§ Excerpted data

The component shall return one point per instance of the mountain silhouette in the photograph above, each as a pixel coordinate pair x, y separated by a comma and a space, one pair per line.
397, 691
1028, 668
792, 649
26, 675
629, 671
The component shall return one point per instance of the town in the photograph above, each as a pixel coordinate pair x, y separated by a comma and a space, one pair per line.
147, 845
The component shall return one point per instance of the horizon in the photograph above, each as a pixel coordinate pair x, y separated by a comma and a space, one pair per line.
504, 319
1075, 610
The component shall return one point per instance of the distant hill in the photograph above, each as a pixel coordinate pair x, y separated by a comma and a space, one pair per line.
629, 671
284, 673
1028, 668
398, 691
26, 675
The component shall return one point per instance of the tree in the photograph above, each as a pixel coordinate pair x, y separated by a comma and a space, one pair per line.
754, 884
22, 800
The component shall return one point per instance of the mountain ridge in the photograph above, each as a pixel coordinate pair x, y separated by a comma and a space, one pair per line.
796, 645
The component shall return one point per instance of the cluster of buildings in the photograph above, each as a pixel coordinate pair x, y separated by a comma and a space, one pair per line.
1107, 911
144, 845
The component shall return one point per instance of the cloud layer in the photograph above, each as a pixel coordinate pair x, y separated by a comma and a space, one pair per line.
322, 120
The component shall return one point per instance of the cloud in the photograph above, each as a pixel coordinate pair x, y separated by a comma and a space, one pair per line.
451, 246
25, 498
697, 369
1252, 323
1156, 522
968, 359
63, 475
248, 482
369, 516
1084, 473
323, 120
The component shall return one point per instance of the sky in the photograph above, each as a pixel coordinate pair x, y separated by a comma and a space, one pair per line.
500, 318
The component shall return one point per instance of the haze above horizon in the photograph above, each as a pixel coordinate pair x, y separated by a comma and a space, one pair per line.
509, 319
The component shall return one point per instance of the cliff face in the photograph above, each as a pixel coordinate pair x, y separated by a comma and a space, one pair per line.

§ Exercise prompt
Could you restate every record word for word?

§ Solution to the exercise
The component shall return one point per instance of the mountain silhouette in the photograph above, each as a pixel coordinate pair x, y separated by a comma and a space, one pair per line.
397, 691
1028, 668
792, 649
26, 675
629, 671
The component shall return one point per instance of the town in the photograph above, each as a pixel coordinate pair x, y separated by a comma and a space, one pair per line.
147, 845
The component shall return one point per instance of the horizon in the photograph above, each as a pixel coordinate pair x, y separated by a comma and a space, one pair per line.
504, 319
1075, 610
The component shall return one point per instance of the distant hill in the photograph above, each as a pixel coordinate pair x, y separated by a comma and a space, one pair per line.
629, 671
284, 673
1028, 668
398, 691
26, 675
The component shall return one point per instance of the tree in the photograph above, each as a pixel coordinate pair x, y separated by a comma and a space, one pair per line.
754, 884
22, 800
The component shall return one point per instance of the mountain ridge in the photograph above, each as a pixel coordinate pair x, y separated by a comma and a space, one pair per line.
796, 645
The component shall return one point per instance of the cluster of buildings in the photograph above, each as a pixel coordinate pair x, y separated by a comma and a space, one pair per line.
1107, 911
144, 845
The component shall return one point per instance of the cloud layer in the photograph above, each as a pixel coordinate pair x, y separated by a comma and a space, one pair per line.
322, 120
The component shall return one point per instance of the cloud in the photograph above, each as a pixel coordinate pair x, y separated by a comma and a space, one pair per line.
451, 246
25, 498
697, 369
1252, 323
1156, 522
968, 359
63, 475
248, 482
369, 516
1084, 473
323, 120
The component shall return one point per instance of the sky in the photograph above, each as a pixel coordinate pair x, y separated by a comma and a space, one pair per line.
500, 318
The component shall return one point per instance of the haze above horizon in the photograph above, each as a pixel coordinate pair x, y separated by a comma and a space, one pair per line.
509, 319
The component shall return one point per instance of the cliff face in the photograph above, each as a pixel coordinate pair x, y separated by a comma and a space, one pair per line.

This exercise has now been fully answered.